**BRIEF A:** Rewrite the part of the PlayBASIC lexer text below that opens with the words "In this live" and closes with "scratch in PlayBASIC.", replacing "tokens" with "lexemes".

**PROVIDED TEXT:**
::::::::::

Let’s Write a Lexer in PlayBASIC

October 12, 2025

 

Logo

Introduction

Welcome back, PlayBASIC coders!

In this live session, I set out to build something every programming language and tool needs — a lexer (or lexical scanner). If you’ve never written one before, don’t worry — this guide walks through the whole process step by step.

A lexer’s job is simple: it scans through a piece of text and classifies groups of characters into meaningful types — things like words, numbers, and whitespace. These little building blocks are called tokens, and they form the foundation for everything that comes next in a compiler or interpreter.

So, let’s dive in and build one from scratch in PlayBASIC.


Starting with a Simple String

We begin with a test string — just a small bit of text containing words, spaces, and a number:

s$ = "   1212123323      This is a message number"
Print s$

This gives us something to analyze. The plan is to loop through this string character by character, figure out what each character represents, and then group similar characters together.

In PlayBASIC, strings are 1-indexed, which means the first character is at position 1 (not 0 like in some other languages). So our loop will run from 1 to the length of the string.

::::::::::

**BRIEF B:** Output the records below as a Markdown table, from the start of the records through the line containing "positive clicks: (624, 734) (643, 771)", both ends included. Use the columns n for the row number and Line for the line itself, and leave out blank lines.

::::::::::

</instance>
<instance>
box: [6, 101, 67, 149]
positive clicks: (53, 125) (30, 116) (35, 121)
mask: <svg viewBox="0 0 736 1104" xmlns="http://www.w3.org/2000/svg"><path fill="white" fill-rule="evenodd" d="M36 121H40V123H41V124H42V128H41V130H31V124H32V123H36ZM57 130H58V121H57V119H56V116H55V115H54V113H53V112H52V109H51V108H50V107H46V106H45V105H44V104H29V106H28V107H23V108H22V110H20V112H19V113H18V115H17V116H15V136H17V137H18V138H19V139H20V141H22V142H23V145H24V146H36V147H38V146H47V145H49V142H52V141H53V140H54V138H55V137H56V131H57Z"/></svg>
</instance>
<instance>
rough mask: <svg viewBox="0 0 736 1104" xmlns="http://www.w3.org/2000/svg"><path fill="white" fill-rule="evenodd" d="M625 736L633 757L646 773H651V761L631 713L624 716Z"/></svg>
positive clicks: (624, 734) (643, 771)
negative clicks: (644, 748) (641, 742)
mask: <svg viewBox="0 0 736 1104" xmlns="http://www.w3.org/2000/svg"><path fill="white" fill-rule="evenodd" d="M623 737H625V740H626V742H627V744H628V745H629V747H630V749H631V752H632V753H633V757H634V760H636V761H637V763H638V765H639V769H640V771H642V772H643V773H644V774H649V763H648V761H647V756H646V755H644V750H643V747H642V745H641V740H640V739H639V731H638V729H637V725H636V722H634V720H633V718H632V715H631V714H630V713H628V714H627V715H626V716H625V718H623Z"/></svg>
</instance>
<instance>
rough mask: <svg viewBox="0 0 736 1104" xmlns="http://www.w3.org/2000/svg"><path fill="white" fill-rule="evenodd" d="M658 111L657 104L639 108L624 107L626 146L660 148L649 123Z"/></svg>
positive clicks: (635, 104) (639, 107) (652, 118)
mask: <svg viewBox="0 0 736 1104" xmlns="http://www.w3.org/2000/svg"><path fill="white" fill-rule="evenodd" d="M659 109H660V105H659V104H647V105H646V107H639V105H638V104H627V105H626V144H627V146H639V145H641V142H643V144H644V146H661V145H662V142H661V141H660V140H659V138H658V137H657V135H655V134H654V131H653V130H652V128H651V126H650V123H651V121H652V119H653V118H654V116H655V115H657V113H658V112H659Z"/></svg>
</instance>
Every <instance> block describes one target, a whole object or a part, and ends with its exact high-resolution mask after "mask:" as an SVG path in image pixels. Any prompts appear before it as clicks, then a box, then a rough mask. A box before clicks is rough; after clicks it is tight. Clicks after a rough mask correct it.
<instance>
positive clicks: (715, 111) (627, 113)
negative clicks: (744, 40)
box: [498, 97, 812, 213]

::::::::::

**RESULT A:**
In this live session, I set out to build something every programming language and tool needs — a lexer (or lexical scanner). If you’ve never written one before, don’t worry — this guide walks through the whole process step by step.

A lexer’s job is simple: it scans through a piece of text and classifies groups of characters into meaningful types — things like words, numbers, and whitespace. These little building blocks are called lexemes, and they form the foundation for everything that comes next in a compiler or interpreter.

So, let’s dive in and build one from scratch in PlayBASIC.

**RESULT B:**
| n | Line |
|---|---|
| 1 | </instance> |
| 2 | <instance> |
| 3 | box: [6, 101, 67, 149] |
| 4 | positive clicks: (53, 125) (30, 116) (35, 121) |
| 5 | mask: <svg viewBox="0 0 736 1104" xmlns="http://www.w3.org/2000/svg"><path fill="white" fill-rule="evenodd" d="M36 121H40V123H41V124H42V128H41V130H31V124H32V123H36ZM57 130H58V121H57V119H56V116H55V115H54V113H53V112H52V109H51V108H50V107H46V106H45V105H44V104H29V106H28V107H23V108H22V110H20V112H19V113H18V115H17V116H15V136H17V137H18V138H19V139H20V141H22V142H23V145H24V146H36V147H38V146H47V145H49V142H52V141H53V140H54V138H55V137H56V131H57Z"/></svg> |
| 6 | </instance> |
| 7 | <instance> |
| 8 | rough mask: <svg viewBox="0 0 736 1104" xmlns="http://www.w3.org/2000/svg"><path fill="white" fill-rule="evenodd" d="M625 736L633 757L646 773H651V761L631 713L624 716Z"/></svg> |
| 9 | positive clicks: (624, 734) (643, 771) |